_Task item A_
In the swine flu parties article, what position does Dr Richard Jarvis hold at the British Medical Association?
_Task item B_
Which organizations are named in the swine flu parties article?

By Nick Triggle
Health reporter, BBC News
Reports of swine flu parties have been received by doctors
Throwing "swine flu parties" in an attempt to get immunity against the virus while it is a fairly mild form is not a good idea, doctors say.
Reports have emerged of people intentionally mixing with friends who have flu.
Their reasoning is that it is best to be infected before the winter when the virus could become more deadly.
But public health expert Dr Richard Jarvis said such behaviour could undermine the fight against swine flu.
He also stressed while it was a mild flu, people would still be putting their health and the health of their children at risk.
Dr Jarvis, chairman of the British Medical Association's public health committee, has been working for the Health Protection Agency in the north west to help test, diagnose and treat people who have got swine flu.
He said: "I have heard of reports of people throwing swine flu parties.
"I don't think it is a good idea. I would not want it myself.
"It is quite a mild virus, but people still get ill and there is a risk of mortality."
Health service pressure
Dr Jarvis, who was speaking in his BMA capacity at the union's conference in Liverpool, admitted getting the virus now was likely to give people immunity even if it mutated slightly to become more virulent.
But he added that if people actively sought to get flu, health services may not be able to act in the same way as they are doing now.
The approach to date - although it is changing in the areas such as Birmingham and London which have the largest outbreaks - has been based on containment.
This has involved close monitoring of flu patients and giving their close contacts drugs to try to prevent the virus developing.
Dr Jarvis said: "If we get to the point where containment is not possible we will not be able to monitor cases as closely or get anti-virals out as quickly. Will we consider it a mild virus then?
"The response so far has been superb. We have contained better than we expected and that has given us time. We are getting closer to a vaccine and we want that to continue.
"Going out to try to get the virus will just aid its spread."

(Records from a data source)
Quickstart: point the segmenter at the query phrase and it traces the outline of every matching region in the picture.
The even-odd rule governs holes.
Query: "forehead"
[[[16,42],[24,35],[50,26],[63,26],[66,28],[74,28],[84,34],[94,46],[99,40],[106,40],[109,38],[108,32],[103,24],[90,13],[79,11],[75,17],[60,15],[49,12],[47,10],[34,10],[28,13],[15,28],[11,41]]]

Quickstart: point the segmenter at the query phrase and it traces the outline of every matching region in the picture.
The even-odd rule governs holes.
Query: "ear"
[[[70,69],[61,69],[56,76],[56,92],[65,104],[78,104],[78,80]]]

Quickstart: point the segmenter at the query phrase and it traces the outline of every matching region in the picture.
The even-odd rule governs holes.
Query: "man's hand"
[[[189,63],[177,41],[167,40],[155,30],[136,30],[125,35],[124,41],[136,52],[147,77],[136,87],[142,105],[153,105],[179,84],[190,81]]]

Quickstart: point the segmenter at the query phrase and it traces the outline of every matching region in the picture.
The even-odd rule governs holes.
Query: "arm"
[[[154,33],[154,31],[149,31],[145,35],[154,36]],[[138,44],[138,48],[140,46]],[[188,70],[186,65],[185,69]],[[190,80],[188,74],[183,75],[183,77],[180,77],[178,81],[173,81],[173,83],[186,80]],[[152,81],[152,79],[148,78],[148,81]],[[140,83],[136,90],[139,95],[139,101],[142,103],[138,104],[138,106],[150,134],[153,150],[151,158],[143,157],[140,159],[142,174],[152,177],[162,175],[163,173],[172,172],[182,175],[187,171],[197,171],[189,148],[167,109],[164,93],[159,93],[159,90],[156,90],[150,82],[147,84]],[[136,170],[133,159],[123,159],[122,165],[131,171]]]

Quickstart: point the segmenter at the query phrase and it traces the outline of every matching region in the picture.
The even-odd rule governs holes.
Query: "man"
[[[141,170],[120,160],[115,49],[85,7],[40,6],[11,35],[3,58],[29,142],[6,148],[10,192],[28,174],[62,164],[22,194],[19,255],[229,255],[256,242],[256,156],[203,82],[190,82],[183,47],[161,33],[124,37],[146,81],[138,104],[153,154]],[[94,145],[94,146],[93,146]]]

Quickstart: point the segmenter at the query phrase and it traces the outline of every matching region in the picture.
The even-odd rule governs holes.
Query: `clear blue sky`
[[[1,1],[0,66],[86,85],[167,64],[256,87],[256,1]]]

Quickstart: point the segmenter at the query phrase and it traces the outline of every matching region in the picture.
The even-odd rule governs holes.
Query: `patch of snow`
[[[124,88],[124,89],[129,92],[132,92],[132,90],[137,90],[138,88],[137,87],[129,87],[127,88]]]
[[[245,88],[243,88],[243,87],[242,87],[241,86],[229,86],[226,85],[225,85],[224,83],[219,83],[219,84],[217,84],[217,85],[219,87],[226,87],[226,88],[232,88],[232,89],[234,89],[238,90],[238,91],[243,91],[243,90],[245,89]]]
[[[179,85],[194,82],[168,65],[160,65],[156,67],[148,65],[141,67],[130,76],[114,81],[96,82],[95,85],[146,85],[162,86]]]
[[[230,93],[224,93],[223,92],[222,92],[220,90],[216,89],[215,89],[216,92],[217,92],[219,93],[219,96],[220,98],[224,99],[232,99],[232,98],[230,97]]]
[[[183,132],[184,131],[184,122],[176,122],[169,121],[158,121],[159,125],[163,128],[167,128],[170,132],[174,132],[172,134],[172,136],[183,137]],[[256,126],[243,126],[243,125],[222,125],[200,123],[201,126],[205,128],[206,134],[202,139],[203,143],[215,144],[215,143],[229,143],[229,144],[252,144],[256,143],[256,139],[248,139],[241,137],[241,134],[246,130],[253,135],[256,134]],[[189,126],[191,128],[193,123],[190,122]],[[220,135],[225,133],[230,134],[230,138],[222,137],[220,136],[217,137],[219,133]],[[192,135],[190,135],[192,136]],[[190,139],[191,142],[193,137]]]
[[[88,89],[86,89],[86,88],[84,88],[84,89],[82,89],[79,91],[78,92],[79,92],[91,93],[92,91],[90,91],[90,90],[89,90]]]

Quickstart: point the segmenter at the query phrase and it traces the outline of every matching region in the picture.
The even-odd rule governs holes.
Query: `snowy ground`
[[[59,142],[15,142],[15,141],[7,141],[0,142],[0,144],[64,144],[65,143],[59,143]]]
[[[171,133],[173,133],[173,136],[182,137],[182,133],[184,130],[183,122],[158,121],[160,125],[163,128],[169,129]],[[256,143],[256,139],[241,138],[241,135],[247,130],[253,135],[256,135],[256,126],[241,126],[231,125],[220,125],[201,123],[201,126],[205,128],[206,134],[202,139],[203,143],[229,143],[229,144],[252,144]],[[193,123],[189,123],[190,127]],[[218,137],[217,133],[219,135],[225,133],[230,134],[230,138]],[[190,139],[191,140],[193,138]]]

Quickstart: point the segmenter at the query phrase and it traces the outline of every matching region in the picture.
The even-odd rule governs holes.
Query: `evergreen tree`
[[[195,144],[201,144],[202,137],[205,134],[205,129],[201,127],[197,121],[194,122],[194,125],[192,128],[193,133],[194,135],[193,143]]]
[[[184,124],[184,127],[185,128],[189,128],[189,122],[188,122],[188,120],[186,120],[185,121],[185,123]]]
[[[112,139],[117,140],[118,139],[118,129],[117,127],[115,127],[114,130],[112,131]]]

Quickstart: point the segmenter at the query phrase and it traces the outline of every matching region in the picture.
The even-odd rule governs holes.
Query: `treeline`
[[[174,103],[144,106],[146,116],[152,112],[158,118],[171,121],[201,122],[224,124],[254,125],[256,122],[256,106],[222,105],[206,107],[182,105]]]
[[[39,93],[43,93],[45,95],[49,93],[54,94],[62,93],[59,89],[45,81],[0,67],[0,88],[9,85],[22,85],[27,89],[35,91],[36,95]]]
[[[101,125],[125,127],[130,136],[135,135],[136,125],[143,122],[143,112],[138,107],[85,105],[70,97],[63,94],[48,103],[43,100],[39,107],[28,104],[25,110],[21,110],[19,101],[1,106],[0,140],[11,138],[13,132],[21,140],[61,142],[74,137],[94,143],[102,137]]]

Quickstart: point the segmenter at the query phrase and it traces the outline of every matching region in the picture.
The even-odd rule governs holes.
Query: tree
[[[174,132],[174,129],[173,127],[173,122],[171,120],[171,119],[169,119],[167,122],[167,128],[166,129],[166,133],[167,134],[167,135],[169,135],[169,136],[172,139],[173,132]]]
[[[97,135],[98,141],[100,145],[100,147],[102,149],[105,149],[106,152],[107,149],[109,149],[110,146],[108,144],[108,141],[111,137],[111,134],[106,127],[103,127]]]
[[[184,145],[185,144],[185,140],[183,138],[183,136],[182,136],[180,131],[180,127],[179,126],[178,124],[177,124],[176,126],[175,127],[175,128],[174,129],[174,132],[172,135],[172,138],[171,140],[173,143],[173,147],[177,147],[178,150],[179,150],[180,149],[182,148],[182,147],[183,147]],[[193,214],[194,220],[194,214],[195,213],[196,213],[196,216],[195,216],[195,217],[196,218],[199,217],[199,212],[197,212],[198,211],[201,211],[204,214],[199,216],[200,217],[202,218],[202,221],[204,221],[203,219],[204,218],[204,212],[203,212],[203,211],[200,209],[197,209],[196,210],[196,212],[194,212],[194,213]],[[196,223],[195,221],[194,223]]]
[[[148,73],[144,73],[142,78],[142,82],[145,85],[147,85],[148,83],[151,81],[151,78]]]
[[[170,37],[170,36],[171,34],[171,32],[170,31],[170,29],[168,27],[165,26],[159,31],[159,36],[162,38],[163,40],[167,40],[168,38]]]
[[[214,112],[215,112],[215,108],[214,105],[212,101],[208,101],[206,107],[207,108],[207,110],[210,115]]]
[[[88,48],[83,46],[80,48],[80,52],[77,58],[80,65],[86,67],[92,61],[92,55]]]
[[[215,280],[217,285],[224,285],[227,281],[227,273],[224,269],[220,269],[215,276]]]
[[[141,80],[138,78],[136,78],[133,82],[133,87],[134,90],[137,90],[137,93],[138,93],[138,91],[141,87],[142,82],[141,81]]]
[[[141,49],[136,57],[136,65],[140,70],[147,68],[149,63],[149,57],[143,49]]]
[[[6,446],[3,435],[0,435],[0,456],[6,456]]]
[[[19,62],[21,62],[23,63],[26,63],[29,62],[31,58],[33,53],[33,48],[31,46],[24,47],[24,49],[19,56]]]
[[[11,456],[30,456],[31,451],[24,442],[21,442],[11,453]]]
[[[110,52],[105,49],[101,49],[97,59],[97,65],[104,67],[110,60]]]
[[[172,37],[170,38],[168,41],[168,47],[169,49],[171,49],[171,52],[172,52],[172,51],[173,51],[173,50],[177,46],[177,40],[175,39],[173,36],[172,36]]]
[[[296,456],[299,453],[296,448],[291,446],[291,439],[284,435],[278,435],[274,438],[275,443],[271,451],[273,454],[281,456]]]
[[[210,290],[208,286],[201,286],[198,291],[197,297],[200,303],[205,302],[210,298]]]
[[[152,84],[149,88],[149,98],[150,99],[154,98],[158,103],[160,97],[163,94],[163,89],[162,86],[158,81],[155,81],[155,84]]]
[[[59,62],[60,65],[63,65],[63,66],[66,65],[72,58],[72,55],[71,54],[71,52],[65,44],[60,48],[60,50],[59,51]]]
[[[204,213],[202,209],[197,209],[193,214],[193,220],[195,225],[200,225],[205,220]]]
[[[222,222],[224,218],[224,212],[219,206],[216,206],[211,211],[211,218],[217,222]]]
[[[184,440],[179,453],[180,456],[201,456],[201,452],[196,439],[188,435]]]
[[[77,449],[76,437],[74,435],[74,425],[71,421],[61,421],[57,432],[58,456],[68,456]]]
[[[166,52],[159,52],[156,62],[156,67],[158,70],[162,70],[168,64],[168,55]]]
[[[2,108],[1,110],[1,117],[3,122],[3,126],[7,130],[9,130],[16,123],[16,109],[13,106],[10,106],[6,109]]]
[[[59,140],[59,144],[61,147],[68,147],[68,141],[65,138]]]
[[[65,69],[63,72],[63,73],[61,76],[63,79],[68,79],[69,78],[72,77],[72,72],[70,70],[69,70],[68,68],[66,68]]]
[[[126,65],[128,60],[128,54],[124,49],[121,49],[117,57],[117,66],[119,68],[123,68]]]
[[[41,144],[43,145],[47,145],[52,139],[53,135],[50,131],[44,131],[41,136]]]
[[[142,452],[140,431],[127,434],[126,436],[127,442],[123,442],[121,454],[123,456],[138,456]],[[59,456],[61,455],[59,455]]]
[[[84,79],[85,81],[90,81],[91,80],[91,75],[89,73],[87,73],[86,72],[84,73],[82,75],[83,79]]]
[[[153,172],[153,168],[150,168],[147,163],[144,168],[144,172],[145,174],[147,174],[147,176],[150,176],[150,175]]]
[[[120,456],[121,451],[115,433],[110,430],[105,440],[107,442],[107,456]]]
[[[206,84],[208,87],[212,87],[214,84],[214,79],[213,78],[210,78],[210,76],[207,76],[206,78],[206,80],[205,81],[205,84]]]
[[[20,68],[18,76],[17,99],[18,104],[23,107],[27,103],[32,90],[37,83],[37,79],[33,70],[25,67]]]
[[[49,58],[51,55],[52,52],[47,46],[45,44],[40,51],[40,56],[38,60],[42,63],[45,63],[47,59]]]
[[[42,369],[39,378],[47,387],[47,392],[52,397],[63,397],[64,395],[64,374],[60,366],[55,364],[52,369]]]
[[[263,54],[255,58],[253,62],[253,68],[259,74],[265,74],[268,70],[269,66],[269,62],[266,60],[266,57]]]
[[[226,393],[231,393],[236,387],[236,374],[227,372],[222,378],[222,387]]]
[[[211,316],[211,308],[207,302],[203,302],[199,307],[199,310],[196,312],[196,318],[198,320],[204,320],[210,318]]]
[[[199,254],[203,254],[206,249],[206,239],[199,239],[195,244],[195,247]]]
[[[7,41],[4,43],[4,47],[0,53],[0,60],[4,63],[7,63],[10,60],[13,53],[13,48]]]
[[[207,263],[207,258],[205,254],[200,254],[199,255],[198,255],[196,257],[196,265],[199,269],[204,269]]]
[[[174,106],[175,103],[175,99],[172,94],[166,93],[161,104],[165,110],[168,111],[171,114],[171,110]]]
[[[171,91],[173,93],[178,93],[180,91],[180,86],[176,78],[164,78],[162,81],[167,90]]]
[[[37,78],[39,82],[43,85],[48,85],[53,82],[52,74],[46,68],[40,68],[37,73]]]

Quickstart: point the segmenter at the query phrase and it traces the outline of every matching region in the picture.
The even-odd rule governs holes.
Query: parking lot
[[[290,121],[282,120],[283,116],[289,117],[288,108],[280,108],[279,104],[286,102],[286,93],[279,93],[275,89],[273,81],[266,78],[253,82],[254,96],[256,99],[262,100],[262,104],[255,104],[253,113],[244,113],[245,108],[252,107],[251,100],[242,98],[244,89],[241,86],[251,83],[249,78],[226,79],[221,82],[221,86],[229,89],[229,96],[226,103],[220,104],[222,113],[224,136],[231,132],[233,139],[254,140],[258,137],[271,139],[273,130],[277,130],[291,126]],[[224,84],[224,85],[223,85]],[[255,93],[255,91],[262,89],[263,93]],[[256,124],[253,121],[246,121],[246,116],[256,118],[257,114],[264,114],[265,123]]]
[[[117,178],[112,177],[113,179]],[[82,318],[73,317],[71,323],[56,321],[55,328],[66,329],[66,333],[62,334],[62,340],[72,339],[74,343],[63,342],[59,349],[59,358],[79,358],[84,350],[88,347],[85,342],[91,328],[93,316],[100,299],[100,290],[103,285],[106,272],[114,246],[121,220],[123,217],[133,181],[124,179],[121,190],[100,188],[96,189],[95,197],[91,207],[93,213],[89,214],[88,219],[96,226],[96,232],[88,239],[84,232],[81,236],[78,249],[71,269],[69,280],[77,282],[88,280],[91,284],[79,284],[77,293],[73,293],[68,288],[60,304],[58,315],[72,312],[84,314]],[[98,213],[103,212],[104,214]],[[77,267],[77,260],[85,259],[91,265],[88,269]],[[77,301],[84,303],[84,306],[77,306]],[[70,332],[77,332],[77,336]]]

_Response A_
He is chairman of the British Medical Association's public health committee.

_Response B_
BBC News, the British Medical Association, and the Health Protection Agency.